Task data START

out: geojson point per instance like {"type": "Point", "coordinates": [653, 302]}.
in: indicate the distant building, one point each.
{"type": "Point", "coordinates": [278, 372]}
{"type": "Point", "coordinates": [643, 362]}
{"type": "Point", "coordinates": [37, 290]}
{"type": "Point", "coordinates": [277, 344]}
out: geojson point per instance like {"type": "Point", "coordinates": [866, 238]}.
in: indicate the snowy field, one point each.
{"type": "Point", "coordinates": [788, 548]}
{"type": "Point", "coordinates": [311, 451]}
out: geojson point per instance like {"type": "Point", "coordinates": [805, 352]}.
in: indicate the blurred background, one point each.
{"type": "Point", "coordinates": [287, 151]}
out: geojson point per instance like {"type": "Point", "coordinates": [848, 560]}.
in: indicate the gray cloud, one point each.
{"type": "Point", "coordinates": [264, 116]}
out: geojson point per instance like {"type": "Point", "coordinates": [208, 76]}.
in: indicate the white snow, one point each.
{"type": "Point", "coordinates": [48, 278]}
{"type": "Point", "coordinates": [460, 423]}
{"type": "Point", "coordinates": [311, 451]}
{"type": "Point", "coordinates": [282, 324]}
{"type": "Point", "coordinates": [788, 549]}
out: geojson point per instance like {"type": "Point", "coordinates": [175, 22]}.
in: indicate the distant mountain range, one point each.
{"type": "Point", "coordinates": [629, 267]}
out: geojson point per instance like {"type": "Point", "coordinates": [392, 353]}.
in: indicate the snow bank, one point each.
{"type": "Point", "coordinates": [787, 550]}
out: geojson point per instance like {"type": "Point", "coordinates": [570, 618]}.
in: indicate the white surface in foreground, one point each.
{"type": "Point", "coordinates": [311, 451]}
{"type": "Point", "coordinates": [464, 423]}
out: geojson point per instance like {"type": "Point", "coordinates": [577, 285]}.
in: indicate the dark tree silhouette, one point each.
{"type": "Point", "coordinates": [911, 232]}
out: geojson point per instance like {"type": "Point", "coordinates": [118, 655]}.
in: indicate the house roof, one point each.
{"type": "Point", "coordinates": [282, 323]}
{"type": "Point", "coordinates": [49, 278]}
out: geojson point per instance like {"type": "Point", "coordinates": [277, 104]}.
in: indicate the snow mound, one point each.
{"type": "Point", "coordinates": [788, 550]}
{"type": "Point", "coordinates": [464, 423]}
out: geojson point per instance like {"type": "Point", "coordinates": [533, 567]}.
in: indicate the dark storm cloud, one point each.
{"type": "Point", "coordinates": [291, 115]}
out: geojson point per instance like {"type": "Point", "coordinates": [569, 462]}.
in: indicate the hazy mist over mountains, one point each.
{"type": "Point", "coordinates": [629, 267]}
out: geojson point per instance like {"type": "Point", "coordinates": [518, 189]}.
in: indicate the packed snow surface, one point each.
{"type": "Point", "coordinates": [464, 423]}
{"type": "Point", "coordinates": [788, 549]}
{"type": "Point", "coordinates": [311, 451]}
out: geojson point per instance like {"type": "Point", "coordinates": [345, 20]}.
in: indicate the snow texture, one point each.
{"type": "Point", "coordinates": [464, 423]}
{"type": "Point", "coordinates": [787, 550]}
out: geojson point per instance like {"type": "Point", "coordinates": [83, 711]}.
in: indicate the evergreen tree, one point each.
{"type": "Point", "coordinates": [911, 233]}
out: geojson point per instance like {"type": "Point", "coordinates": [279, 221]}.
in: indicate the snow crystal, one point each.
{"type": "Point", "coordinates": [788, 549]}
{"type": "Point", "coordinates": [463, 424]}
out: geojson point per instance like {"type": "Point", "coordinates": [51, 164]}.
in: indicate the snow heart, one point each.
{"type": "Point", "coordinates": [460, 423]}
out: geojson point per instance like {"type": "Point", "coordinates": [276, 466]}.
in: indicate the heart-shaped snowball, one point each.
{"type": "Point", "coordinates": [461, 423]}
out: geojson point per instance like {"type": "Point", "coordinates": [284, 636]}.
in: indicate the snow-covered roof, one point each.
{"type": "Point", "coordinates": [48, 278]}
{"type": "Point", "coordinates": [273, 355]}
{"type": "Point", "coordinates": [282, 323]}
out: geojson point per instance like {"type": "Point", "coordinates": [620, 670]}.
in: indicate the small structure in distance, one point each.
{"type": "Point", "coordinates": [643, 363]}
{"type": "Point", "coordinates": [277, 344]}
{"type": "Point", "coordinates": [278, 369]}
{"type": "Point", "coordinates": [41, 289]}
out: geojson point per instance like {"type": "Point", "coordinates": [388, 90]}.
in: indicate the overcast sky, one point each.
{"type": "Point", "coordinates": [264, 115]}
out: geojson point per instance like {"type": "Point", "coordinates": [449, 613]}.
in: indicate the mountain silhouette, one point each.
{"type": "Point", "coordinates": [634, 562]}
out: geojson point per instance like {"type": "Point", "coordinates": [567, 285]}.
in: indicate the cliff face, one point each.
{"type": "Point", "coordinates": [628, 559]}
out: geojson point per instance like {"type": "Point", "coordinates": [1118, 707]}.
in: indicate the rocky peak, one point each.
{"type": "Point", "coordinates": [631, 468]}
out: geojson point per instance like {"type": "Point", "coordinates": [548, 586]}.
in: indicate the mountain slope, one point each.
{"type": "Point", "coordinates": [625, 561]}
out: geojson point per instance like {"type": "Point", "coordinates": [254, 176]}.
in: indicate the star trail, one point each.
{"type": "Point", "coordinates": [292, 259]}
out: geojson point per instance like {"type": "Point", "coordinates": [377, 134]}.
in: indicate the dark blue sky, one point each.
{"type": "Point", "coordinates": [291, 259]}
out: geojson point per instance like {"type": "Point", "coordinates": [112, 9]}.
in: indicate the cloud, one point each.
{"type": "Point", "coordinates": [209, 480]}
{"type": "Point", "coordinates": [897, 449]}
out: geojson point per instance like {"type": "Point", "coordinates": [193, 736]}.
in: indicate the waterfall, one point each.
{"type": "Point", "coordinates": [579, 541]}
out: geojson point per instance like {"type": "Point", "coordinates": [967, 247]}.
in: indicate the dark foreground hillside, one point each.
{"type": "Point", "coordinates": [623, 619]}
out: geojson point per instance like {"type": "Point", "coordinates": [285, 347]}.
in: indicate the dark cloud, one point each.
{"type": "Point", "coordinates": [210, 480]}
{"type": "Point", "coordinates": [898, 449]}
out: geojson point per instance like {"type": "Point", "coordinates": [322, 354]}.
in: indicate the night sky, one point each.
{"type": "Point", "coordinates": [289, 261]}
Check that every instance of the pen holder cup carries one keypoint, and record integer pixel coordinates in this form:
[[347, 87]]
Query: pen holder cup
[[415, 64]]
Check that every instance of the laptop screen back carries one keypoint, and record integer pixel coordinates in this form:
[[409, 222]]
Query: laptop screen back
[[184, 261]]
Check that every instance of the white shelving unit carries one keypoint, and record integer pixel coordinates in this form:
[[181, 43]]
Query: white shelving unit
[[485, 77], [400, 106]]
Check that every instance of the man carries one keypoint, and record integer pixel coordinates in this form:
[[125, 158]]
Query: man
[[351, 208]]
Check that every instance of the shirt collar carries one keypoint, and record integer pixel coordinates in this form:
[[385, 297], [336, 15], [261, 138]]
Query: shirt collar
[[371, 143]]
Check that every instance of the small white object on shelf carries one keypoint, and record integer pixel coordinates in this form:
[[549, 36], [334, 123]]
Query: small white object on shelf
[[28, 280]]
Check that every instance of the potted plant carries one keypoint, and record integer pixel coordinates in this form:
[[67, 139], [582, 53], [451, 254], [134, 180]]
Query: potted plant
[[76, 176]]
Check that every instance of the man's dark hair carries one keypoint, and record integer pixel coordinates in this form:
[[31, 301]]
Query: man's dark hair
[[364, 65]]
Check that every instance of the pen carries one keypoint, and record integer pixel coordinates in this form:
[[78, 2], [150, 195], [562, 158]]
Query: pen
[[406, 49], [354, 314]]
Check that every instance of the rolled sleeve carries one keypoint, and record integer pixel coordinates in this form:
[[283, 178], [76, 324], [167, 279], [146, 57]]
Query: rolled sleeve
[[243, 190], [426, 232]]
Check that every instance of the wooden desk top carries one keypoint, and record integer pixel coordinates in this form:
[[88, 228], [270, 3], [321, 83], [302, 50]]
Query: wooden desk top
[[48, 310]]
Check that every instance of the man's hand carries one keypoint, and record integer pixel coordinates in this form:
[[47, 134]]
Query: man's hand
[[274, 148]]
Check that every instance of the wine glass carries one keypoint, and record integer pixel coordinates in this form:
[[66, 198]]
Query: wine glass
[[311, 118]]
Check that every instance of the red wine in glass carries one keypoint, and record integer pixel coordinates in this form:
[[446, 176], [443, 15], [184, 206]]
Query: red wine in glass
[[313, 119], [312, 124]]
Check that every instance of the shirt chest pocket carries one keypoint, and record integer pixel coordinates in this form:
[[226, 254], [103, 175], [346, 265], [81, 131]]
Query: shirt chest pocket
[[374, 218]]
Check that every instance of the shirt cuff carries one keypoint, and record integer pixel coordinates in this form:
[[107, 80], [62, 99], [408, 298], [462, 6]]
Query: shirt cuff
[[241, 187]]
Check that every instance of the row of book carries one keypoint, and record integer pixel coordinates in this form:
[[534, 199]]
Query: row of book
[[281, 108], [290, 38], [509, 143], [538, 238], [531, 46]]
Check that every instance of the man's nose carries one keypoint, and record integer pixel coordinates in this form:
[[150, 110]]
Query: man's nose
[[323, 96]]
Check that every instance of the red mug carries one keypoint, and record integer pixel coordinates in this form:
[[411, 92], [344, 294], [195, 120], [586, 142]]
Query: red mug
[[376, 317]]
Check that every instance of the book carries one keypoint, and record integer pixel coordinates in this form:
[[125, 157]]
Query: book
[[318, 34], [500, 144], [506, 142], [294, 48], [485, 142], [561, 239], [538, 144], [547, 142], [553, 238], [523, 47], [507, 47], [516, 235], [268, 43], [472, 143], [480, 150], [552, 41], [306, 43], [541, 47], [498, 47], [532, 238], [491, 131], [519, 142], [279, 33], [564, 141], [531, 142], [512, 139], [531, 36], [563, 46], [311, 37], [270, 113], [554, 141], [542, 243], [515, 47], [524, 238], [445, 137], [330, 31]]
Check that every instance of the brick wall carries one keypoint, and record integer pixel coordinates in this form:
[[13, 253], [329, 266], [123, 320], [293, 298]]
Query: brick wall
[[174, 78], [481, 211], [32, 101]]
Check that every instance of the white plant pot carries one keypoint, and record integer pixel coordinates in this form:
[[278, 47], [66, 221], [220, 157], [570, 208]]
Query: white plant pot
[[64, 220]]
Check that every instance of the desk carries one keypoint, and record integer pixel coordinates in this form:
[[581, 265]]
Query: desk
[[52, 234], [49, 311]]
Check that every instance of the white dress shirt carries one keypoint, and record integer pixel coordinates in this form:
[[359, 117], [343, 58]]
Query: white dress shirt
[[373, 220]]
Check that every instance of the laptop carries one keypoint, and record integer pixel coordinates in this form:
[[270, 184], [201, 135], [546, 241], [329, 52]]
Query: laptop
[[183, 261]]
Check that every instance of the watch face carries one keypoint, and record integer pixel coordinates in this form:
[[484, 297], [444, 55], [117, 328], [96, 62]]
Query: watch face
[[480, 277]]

Task data END

- What this task involves -
Exactly the lines above from the one with "Query: potted plant" to the one with "[[446, 176], [443, 15], [184, 206]]", both included, are to be quoted; leave the rest out.

- Task answer -
Query: potted plant
[[76, 176]]
Check that every instance of the man's dark hair carries one keypoint, and record integer pixel coordinates in this form:
[[31, 301]]
Query: man's dark hair
[[364, 65]]
Check that every instance of the pen carries one keypoint, and record integer pixel coordinates in this form:
[[78, 2], [150, 195], [562, 158]]
Query: pen
[[406, 49], [354, 314]]
Check that every instance of the rolled sleeve carries one keypoint, and record integer pixel coordinates in this form:
[[283, 178], [76, 324], [167, 279], [146, 57]]
Query: rolled sleeve
[[243, 190], [426, 232]]
Check that every instance of the wooden desk top carries one keypoint, and record integer pixel coordinates in this form:
[[88, 228], [270, 3], [321, 83], [302, 50]]
Query: wooden desk top
[[48, 310]]
Check that every instance of the man's hand carries one keypoint, and record integer pixel coordinates in this form:
[[47, 134]]
Query: man's hand
[[274, 148]]
Check that every instance of the wine glass carries one keypoint, and record integer pixel coordinates in this form:
[[66, 198]]
Query: wine glass
[[311, 118]]
Check that every instance of the red wine in glass carries one keypoint, and record integer pixel coordinates in this form:
[[446, 176], [443, 15], [184, 206]]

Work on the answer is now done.